- Instructions for the task -
Return the complete listing that follows, with each line reproduced exactly.

....

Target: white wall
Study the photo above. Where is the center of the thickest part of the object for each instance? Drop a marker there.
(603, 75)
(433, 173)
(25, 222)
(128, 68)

....

- The solution -
Target: white wall
Study the photo above. Where is the center of the thickest part of the object for each instance? Drop a marker there.
(603, 75)
(433, 173)
(25, 222)
(128, 68)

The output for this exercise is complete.